[WHAT IS ASKED]
1. From the passage on Open High School, set down the text between "Open High School has" and "Student Representative Council.", inclusive.
2. In the passage on Open High School, how many student reps does each family choose for the Student Representative Council?

[PASSAGE TO READ]
· · · · ·
Open High School is an alternative public high school in urban Oregon Hill in Richmond, Virginia. It was established in 1972 with the intention of helping students become independent, self-determined thinkers and learners. Students volunteer at a variety of places, take college courses for high school and college credit, and independently develop and maintain a class schedule. The school building was originally built with money and on land donated by Grace Arents.

Structure

Open High School has a community-based structure where advisory homeroom-like groups known as "families" direct students in the development of school activities, functions, and other school related activities. Each family selects two student reps to represent them in a Student Representative Council.

At meetings of this council, student reps bring forth questions, disagreements, or ideas that a "family" may have and would like to discuss with the whole student body. If a concern gets enough attention, it is brought up during a monthly "town meeting", where the entire administrative staff and student body come together to discuss and vote on anything that a single student or group of students may deem important.
· · · · ·
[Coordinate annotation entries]

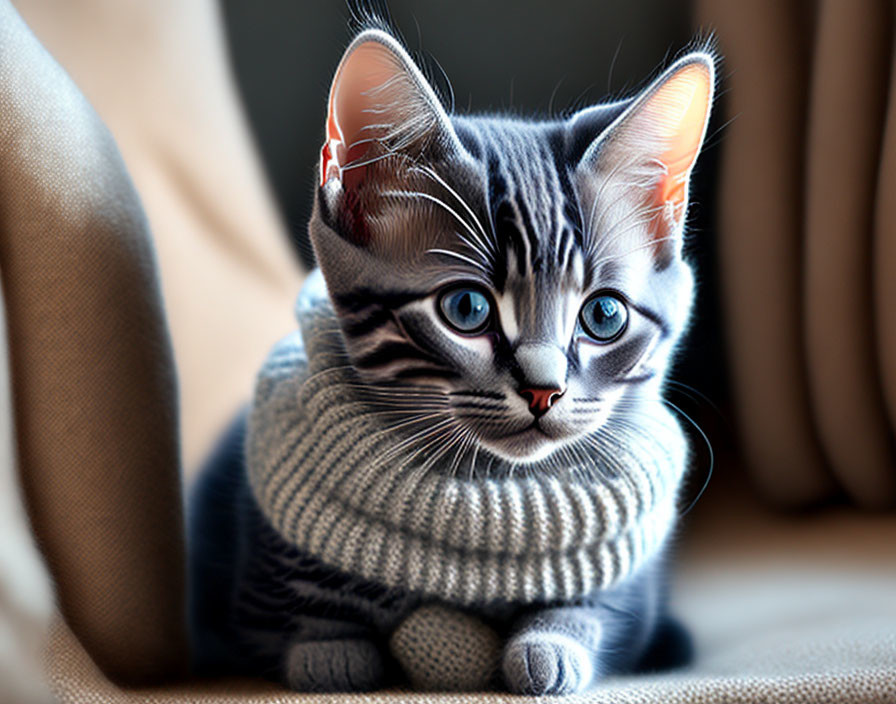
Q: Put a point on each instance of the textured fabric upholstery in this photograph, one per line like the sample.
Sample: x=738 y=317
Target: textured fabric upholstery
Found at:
x=93 y=378
x=26 y=600
x=156 y=72
x=806 y=244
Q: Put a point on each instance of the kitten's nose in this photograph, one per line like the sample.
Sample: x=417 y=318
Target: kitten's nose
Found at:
x=540 y=400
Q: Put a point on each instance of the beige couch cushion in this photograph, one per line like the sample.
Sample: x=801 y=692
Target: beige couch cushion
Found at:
x=156 y=71
x=93 y=377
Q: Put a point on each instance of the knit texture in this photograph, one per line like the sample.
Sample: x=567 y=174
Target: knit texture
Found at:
x=338 y=482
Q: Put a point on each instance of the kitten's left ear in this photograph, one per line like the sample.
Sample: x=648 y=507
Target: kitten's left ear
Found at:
x=378 y=95
x=650 y=149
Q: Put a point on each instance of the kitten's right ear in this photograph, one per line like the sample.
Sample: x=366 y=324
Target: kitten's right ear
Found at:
x=379 y=97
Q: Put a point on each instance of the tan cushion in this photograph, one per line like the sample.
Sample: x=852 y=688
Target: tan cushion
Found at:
x=883 y=275
x=850 y=71
x=156 y=72
x=25 y=596
x=93 y=377
x=760 y=240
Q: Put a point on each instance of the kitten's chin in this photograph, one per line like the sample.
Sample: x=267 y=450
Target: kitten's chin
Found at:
x=529 y=446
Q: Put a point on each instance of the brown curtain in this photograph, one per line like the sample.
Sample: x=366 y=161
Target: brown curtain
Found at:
x=807 y=247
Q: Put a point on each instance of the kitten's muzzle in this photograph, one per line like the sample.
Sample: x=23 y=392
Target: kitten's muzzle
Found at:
x=540 y=400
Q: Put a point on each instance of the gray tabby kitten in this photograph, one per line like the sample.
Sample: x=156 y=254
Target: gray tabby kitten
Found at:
x=460 y=472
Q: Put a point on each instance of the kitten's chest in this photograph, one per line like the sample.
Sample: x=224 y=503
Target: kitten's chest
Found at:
x=285 y=590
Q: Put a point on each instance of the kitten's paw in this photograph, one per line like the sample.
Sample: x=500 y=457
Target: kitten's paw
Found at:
x=546 y=663
x=440 y=648
x=349 y=665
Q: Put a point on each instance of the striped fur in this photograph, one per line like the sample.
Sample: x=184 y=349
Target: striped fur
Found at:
x=392 y=461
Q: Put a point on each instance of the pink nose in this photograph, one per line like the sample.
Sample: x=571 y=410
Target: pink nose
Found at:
x=540 y=400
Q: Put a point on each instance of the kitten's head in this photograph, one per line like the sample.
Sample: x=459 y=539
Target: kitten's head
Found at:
x=522 y=281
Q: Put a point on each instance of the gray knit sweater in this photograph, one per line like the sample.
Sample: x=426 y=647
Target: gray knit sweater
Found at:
x=341 y=485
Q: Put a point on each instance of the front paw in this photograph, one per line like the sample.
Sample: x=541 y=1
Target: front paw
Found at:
x=546 y=663
x=346 y=665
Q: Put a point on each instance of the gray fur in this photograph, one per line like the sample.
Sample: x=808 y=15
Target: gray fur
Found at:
x=541 y=215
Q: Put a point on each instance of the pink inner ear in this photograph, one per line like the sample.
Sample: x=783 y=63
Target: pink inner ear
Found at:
x=360 y=97
x=678 y=111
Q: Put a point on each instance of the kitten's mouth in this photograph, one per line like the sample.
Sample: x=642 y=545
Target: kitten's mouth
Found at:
x=529 y=444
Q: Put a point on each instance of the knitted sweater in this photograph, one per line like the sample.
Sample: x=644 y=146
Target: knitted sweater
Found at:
x=340 y=484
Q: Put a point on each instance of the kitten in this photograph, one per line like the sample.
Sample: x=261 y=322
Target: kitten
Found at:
x=460 y=472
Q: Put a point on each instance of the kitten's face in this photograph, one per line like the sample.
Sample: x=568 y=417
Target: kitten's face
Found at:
x=519 y=284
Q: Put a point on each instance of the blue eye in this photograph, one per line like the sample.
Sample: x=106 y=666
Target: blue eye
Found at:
x=604 y=317
x=466 y=310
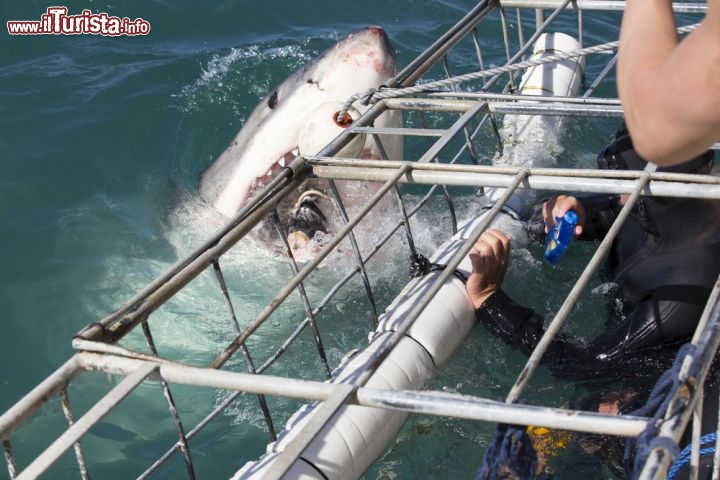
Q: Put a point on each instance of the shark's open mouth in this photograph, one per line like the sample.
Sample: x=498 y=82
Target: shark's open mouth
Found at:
x=258 y=183
x=308 y=229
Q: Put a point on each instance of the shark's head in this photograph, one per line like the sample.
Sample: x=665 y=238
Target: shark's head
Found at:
x=270 y=137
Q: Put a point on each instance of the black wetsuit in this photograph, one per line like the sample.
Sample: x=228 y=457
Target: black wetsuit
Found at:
x=664 y=261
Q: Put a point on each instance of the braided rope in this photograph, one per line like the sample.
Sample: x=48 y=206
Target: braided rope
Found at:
x=372 y=95
x=684 y=457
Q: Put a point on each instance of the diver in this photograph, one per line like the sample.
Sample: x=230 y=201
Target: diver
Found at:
x=664 y=261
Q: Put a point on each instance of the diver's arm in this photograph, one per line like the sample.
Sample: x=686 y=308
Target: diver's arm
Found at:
x=670 y=89
x=600 y=213
x=518 y=326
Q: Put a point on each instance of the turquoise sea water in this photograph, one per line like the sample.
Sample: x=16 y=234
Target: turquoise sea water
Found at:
x=102 y=139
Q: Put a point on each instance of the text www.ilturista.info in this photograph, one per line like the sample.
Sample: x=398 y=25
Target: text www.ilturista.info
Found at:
x=57 y=22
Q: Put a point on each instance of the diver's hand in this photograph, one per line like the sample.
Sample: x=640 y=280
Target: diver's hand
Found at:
x=559 y=206
x=489 y=257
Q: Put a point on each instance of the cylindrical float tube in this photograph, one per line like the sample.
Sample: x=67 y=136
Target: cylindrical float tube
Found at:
x=526 y=137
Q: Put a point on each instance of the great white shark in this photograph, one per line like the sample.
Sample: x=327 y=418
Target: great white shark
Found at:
x=271 y=135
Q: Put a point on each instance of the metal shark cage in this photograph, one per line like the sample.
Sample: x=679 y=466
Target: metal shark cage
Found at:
x=448 y=123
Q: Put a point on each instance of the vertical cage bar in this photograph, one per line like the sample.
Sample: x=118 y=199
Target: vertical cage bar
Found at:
x=246 y=353
x=303 y=296
x=67 y=410
x=182 y=439
x=9 y=458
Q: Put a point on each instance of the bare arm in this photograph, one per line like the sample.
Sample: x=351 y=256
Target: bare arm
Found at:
x=670 y=90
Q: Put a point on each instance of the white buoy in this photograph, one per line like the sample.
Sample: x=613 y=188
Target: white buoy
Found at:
x=323 y=126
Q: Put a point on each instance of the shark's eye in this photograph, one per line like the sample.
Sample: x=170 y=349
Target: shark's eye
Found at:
x=272 y=101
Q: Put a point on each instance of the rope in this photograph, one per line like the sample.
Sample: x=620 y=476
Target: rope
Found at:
x=655 y=407
x=372 y=95
x=511 y=455
x=684 y=457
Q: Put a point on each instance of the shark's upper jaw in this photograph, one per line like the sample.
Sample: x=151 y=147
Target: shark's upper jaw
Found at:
x=360 y=61
x=260 y=182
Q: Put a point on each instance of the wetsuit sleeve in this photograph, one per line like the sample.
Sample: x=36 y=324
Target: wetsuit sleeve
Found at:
x=514 y=324
x=522 y=328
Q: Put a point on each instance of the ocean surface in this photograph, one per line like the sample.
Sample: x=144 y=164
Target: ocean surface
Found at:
x=102 y=141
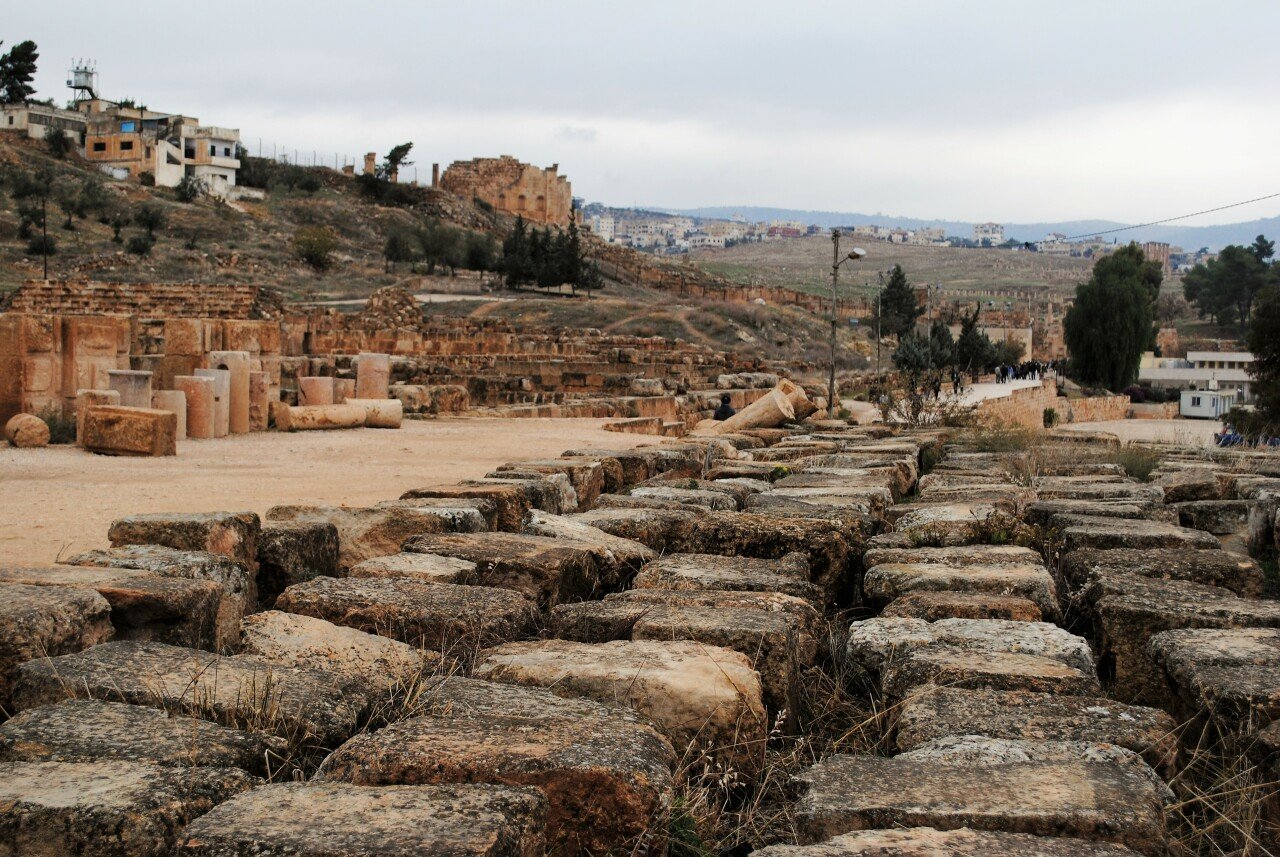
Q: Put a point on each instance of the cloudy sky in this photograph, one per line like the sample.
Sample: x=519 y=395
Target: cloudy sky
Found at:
x=1006 y=110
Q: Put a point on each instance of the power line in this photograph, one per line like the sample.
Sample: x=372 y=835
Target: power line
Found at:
x=1156 y=223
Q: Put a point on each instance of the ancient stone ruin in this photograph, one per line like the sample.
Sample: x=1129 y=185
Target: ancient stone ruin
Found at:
x=848 y=640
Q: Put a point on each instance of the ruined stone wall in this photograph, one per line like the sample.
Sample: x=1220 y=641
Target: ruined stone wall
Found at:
x=538 y=195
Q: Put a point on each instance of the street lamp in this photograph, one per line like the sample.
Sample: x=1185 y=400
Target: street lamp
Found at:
x=836 y=261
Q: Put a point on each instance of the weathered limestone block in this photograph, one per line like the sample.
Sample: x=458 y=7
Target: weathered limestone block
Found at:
x=1232 y=673
x=606 y=773
x=318 y=417
x=1192 y=484
x=315 y=390
x=232 y=577
x=133 y=386
x=342 y=820
x=887 y=581
x=426 y=568
x=144 y=605
x=365 y=532
x=440 y=617
x=1229 y=571
x=932 y=606
x=39 y=621
x=201 y=404
x=129 y=431
x=295 y=553
x=946 y=711
x=1101 y=801
x=114 y=809
x=549 y=571
x=292 y=702
x=176 y=403
x=375 y=664
x=700 y=696
x=510 y=502
x=78 y=731
x=380 y=413
x=259 y=400
x=237 y=366
x=775 y=644
x=1129 y=610
x=26 y=431
x=1082 y=531
x=222 y=380
x=928 y=842
x=789 y=574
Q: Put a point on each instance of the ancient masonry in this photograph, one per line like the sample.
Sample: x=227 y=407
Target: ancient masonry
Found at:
x=538 y=195
x=528 y=663
x=59 y=338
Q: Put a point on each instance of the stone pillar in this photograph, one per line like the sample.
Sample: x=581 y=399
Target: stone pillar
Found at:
x=173 y=402
x=259 y=400
x=201 y=407
x=133 y=386
x=236 y=363
x=222 y=379
x=315 y=389
x=373 y=375
x=86 y=399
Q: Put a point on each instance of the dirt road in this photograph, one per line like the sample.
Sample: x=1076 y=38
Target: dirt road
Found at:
x=60 y=500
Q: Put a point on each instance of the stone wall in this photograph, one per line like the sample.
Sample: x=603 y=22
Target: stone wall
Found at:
x=512 y=187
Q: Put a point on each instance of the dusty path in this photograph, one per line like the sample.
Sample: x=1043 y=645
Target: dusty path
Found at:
x=60 y=500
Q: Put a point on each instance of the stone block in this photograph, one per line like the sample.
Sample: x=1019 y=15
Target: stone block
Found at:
x=950 y=711
x=302 y=705
x=112 y=809
x=702 y=697
x=378 y=531
x=78 y=731
x=342 y=820
x=144 y=606
x=129 y=431
x=234 y=580
x=442 y=617
x=46 y=621
x=376 y=665
x=295 y=553
x=549 y=571
x=606 y=773
x=1086 y=800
· · · · ·
[EXERCISE SOLUTIONS]
1.
Open High School has a community-based structure where advisory homeroom-like groups known as "families" direct students in the development of school activities, functions, and other school related activities. Each family selects two student reps to represent them in a Student Representative Council.

2. Two.